- [Brief]
Swap every "Please determine whether" in the rows below for "Check whether", and write all the rows out again with nothing else changed.

** Start of Data **

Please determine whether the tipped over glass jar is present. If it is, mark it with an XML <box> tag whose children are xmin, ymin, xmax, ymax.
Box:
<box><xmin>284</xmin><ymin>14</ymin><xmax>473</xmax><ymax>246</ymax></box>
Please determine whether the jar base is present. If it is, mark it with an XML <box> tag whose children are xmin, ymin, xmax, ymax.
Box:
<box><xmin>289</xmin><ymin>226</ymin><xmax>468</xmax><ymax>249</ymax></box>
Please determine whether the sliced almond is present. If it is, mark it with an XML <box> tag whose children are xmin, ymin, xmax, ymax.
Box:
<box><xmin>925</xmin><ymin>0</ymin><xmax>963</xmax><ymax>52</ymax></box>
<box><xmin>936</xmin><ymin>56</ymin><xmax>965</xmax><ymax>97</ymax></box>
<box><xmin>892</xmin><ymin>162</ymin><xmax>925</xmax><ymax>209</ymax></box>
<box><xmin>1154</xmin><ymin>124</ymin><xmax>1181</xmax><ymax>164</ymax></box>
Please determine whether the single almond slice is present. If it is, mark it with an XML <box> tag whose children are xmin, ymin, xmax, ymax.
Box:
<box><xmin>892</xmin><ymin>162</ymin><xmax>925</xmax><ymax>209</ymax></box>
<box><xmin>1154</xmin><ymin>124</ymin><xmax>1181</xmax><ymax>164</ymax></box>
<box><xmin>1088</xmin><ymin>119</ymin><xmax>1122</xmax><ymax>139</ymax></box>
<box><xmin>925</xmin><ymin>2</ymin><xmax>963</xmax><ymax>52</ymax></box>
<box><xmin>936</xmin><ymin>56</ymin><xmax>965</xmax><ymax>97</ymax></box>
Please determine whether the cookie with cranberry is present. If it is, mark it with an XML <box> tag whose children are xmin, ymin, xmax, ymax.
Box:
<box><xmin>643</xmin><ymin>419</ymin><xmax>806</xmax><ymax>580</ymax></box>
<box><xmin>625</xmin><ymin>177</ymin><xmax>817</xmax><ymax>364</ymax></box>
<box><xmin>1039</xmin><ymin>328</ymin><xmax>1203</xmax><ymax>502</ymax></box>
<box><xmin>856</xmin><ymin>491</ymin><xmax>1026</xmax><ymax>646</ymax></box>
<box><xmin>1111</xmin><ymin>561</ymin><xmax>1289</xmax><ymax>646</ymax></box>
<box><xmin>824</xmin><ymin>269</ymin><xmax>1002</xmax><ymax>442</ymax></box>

** End of Data **

- [Reply to the task]
Check whether the tipped over glass jar is present. If it is, mark it with an XML <box> tag whose children are xmin, ymin, xmax, ymax.
Box:
<box><xmin>284</xmin><ymin>14</ymin><xmax>473</xmax><ymax>246</ymax></box>
Check whether the jar base is present. If it is, mark it with an XML <box> tag whose children are xmin, ymin, xmax, ymax.
Box:
<box><xmin>289</xmin><ymin>226</ymin><xmax>468</xmax><ymax>249</ymax></box>
Check whether the sliced almond is present. If it is, mark it with an XML <box> tag whose children are xmin, ymin, xmax, ymax.
Box:
<box><xmin>925</xmin><ymin>0</ymin><xmax>963</xmax><ymax>52</ymax></box>
<box><xmin>936</xmin><ymin>56</ymin><xmax>965</xmax><ymax>97</ymax></box>
<box><xmin>892</xmin><ymin>162</ymin><xmax>925</xmax><ymax>209</ymax></box>
<box><xmin>1154</xmin><ymin>124</ymin><xmax>1181</xmax><ymax>164</ymax></box>
Check whether the single almond slice is present. If it is, mark it with an XML <box> tag whose children are xmin, ymin, xmax, ymax.
Box:
<box><xmin>892</xmin><ymin>162</ymin><xmax>925</xmax><ymax>209</ymax></box>
<box><xmin>1154</xmin><ymin>124</ymin><xmax>1181</xmax><ymax>164</ymax></box>
<box><xmin>1088</xmin><ymin>119</ymin><xmax>1122</xmax><ymax>139</ymax></box>
<box><xmin>925</xmin><ymin>2</ymin><xmax>963</xmax><ymax>52</ymax></box>
<box><xmin>936</xmin><ymin>56</ymin><xmax>965</xmax><ymax>97</ymax></box>
Check whether the cookie with cranberry is present. If it is, mark it with an XML <box> tag whose children are xmin, ymin, xmax, ymax.
Box:
<box><xmin>643</xmin><ymin>419</ymin><xmax>806</xmax><ymax>580</ymax></box>
<box><xmin>625</xmin><ymin>177</ymin><xmax>817</xmax><ymax>364</ymax></box>
<box><xmin>1039</xmin><ymin>328</ymin><xmax>1203</xmax><ymax>502</ymax></box>
<box><xmin>856</xmin><ymin>491</ymin><xmax>1026</xmax><ymax>646</ymax></box>
<box><xmin>1111</xmin><ymin>561</ymin><xmax>1289</xmax><ymax>646</ymax></box>
<box><xmin>824</xmin><ymin>269</ymin><xmax>1002</xmax><ymax>442</ymax></box>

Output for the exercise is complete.